# Excerpt

Webber explained the current approach to pub valuations still fails to properly reflect the realities of how pubs trade.
More careful
“The Valuation Office talks about ‘fair maintainable trade’. But fair to who? In many cases pubs actually overtrade compared with those assumptions, and that isn’t built properly into the valuation model,” he said.
“You’d think the Valuation Office would know what it’s doing by now, but I’m afraid they don’t.”
Colliers head of business rates also warned the next general election could have a major impact on how the next revaluation is handled.
He continued: “The 2029 rating list will become live about four months before the next election.
“Whichever way you look at it, Labour got burnt from the last Budget and revaluation; it was their undoing.
“So, if you think they got a kicking over this one, what they are going to be very careful of is not creating the same amount of bad publicity they had this time leading up to the next election.”
Massive spikes
He added because of this, the Government could be tempted to postpone the 2029 revaluation, though Webber told delegates this would not be a good thing for the sector.
Instead, he argued the industry should push for the revaluation to go ahead: “What the industry needs is certainty. You want that 2029 revaluation to go ahead, but you want it done properly, taking full account of what fair maintainable trade actually looks like.

# Rows
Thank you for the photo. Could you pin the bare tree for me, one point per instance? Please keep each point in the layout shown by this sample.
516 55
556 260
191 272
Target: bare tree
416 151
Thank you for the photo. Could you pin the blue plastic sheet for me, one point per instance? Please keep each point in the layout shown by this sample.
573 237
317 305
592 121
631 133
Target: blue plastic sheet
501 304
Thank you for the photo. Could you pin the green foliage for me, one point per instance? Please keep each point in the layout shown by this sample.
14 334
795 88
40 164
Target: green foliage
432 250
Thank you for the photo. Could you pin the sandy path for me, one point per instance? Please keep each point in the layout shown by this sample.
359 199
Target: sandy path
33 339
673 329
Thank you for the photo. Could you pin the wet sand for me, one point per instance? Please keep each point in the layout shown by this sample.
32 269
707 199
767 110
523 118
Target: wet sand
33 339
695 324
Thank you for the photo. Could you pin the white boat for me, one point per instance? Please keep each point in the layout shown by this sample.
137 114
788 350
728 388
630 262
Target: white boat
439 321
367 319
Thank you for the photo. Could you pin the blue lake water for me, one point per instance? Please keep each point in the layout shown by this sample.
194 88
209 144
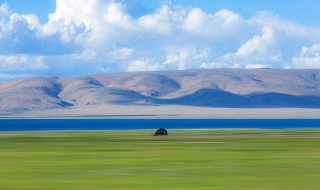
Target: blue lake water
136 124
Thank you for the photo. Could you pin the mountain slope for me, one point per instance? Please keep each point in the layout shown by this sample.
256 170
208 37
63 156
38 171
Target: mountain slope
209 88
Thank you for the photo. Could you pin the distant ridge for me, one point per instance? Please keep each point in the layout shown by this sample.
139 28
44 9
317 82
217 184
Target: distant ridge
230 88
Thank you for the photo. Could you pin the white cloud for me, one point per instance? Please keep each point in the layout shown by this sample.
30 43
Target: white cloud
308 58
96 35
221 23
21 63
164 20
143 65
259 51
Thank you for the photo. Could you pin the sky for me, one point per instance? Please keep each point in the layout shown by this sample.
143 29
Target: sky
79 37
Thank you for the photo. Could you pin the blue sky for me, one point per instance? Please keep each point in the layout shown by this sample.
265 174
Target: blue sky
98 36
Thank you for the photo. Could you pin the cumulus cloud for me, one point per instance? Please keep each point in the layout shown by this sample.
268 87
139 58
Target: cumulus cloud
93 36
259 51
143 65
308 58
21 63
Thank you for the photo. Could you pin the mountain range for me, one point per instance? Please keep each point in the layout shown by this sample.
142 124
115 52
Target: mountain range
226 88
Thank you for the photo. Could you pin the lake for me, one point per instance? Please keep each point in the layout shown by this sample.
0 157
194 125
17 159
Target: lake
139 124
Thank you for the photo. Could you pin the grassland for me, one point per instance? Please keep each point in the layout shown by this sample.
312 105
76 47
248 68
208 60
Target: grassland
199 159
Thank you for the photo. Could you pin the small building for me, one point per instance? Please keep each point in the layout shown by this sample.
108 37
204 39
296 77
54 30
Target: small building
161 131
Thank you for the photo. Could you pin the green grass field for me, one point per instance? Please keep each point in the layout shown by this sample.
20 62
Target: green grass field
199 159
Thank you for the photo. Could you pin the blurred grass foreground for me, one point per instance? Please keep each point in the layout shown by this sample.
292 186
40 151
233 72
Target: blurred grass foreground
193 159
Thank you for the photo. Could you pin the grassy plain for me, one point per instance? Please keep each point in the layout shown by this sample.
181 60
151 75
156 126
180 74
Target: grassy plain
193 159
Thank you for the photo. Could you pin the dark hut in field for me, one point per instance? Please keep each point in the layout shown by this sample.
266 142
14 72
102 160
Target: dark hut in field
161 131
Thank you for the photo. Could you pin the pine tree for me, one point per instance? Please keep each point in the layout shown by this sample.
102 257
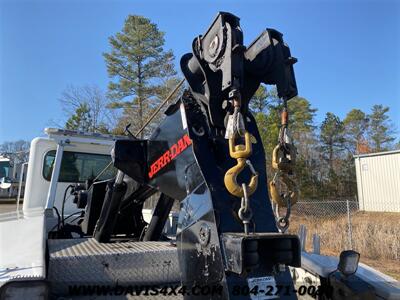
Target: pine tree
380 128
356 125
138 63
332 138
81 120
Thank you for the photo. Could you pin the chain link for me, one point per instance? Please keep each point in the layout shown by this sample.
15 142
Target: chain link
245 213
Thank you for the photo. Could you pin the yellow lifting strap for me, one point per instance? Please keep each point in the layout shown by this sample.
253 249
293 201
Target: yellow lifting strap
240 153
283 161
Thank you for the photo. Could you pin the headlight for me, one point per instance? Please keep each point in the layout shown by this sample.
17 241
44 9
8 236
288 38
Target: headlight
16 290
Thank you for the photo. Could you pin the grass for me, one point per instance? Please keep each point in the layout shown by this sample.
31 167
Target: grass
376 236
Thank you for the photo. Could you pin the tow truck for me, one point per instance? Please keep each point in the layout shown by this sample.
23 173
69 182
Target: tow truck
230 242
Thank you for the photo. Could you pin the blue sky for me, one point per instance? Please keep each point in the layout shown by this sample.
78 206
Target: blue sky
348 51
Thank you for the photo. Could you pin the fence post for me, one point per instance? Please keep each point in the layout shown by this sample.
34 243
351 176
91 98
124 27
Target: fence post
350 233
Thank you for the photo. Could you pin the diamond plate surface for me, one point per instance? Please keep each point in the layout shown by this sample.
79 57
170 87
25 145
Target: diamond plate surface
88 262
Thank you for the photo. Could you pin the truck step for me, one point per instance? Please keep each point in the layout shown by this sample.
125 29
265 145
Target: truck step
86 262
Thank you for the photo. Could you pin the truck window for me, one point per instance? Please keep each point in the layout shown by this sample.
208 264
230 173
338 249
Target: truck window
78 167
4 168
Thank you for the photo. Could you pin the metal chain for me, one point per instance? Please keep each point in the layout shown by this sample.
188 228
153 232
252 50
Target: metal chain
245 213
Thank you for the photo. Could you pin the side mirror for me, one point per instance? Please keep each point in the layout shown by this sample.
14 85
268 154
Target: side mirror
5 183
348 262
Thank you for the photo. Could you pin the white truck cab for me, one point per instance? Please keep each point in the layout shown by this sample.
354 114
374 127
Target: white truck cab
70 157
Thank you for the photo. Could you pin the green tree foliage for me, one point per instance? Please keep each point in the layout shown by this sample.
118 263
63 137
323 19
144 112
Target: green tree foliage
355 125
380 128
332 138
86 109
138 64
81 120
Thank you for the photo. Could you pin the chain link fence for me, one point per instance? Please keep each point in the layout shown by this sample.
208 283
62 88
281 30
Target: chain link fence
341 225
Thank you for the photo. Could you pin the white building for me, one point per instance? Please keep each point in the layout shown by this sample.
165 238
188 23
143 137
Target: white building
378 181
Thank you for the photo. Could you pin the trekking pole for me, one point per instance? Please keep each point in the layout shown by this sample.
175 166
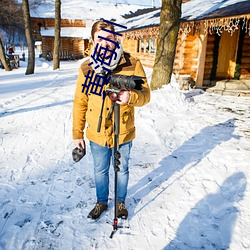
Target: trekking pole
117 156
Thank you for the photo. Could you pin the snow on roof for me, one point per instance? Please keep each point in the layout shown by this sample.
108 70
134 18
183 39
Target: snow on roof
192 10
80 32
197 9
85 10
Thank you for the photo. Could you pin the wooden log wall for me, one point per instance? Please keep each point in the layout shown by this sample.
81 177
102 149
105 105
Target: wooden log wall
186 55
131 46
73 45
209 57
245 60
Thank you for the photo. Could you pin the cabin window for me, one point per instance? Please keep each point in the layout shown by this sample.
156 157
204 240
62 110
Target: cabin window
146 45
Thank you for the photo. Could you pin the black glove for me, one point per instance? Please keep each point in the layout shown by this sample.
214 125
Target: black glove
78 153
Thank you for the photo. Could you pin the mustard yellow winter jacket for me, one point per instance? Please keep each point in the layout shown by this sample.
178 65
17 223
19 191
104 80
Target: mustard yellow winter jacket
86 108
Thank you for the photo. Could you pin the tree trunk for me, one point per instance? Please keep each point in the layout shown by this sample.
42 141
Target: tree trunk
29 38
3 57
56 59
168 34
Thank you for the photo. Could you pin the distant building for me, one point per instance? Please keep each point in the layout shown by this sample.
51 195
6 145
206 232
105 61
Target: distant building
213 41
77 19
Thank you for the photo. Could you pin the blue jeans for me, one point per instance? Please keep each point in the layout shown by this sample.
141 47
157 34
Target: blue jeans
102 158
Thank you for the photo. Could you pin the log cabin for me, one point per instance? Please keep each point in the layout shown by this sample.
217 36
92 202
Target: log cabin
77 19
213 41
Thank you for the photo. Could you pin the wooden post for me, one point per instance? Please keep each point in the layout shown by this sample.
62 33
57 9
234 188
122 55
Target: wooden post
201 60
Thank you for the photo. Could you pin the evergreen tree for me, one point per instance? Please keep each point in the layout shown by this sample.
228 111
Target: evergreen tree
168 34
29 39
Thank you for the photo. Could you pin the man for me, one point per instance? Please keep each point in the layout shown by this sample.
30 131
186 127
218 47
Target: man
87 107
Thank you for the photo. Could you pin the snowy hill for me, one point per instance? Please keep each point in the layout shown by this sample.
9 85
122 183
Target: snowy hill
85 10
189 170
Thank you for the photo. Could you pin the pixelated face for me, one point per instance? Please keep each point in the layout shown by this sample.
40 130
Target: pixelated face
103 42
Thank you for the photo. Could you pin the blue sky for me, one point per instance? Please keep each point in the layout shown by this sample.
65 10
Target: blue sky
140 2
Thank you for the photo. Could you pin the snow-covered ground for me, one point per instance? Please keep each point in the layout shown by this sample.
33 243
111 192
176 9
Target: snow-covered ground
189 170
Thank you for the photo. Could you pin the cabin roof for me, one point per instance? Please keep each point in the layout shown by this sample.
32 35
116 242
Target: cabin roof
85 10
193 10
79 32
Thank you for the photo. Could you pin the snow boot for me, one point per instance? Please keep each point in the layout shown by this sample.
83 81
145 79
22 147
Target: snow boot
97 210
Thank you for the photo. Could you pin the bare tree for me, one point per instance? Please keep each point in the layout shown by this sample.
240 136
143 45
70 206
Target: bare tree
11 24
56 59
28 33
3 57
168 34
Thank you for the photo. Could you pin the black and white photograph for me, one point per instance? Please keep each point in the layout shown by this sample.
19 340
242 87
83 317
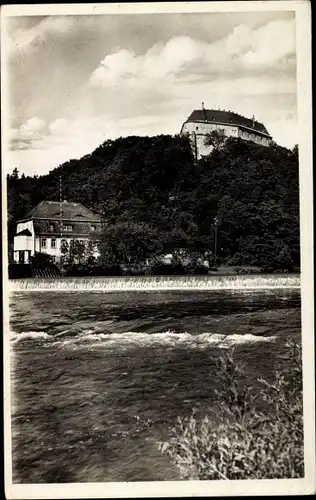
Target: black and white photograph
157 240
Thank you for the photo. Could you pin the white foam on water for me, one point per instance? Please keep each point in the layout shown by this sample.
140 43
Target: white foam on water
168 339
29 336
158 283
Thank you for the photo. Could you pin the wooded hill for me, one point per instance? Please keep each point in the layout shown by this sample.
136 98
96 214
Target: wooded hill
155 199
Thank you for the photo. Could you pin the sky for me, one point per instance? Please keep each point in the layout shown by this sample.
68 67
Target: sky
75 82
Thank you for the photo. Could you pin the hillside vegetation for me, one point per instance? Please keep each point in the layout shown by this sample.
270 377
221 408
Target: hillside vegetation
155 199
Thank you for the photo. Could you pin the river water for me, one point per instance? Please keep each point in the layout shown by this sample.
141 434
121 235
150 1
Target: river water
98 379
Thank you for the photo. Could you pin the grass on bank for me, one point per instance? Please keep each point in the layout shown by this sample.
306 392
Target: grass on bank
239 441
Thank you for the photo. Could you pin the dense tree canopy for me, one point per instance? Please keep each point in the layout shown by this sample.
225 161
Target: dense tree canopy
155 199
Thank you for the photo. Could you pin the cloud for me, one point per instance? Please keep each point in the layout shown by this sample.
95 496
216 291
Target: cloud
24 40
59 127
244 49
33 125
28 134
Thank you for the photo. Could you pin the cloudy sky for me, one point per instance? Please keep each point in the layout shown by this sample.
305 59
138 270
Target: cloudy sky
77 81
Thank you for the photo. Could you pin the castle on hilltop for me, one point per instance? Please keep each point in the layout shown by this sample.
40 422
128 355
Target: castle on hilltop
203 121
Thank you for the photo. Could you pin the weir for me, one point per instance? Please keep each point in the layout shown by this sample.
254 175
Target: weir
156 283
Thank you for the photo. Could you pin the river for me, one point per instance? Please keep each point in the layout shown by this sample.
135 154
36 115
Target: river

# Your tasks
[a] Name every organization, political party, or public body that the excerpt on pub business rates mentions by a capitalized name.
[b] Carry the excerpt on pub business rates forward, picking up right after its final sentence.

# Responses per task
[a] Valuation Office, Colliers, Labour, the Government

[b]
“The danger is the current reliefs are very generous and they’re due to end in 2029. If the revaluation doesn’t happen, you’re back to waiting for a Chancellor in a future Budget to tell you what happens next and the last thing business want is uncertainty over [something so major].”
Webber also urged the sector to push for structural reforms to the system, including annual revaluations and self-assessment, as well as ‘35 by 35’, which he described as a roadmap to ensuring nobody is paying more than 35p for the business rates multiplier by 2035.
“Annual revaluations would go hand in hand with self-assessment. They would prevent the massive spikes we’ve seen under the current system.”
He added: “[35 by 35] would effectively take the system back to the level it was at in 1990, and there’s no reason why the multiplier should be any higher.”